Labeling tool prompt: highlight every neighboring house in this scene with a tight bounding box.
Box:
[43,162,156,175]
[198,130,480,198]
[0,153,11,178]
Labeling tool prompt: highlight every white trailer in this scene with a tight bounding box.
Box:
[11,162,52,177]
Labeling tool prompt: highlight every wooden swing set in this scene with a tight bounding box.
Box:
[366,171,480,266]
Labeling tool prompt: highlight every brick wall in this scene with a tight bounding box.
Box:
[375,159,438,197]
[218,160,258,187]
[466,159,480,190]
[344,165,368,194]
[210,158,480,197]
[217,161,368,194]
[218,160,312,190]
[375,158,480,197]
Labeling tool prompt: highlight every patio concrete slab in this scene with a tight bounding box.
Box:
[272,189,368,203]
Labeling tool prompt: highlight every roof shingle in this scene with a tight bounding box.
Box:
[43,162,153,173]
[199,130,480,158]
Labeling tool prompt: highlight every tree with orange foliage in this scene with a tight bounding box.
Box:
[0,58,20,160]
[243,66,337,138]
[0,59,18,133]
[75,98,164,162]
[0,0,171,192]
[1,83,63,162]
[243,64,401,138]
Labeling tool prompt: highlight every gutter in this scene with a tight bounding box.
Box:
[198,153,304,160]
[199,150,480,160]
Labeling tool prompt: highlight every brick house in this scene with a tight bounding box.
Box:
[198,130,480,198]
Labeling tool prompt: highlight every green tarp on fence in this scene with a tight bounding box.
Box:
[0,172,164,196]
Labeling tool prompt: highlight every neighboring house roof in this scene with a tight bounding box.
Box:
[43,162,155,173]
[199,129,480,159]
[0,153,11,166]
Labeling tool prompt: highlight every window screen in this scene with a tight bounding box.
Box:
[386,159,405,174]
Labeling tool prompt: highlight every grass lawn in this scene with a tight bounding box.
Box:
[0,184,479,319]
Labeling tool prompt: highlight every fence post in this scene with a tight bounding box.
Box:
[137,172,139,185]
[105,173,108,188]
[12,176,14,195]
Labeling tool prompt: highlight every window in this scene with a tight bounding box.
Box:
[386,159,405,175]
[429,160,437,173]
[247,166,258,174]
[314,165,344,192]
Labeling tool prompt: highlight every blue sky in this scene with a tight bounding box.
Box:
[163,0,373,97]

* **TASK BRIEF**
How many lines of the records contain the word "fence"? Reply with the number and nothing else.

* **RESULT BELOW**
2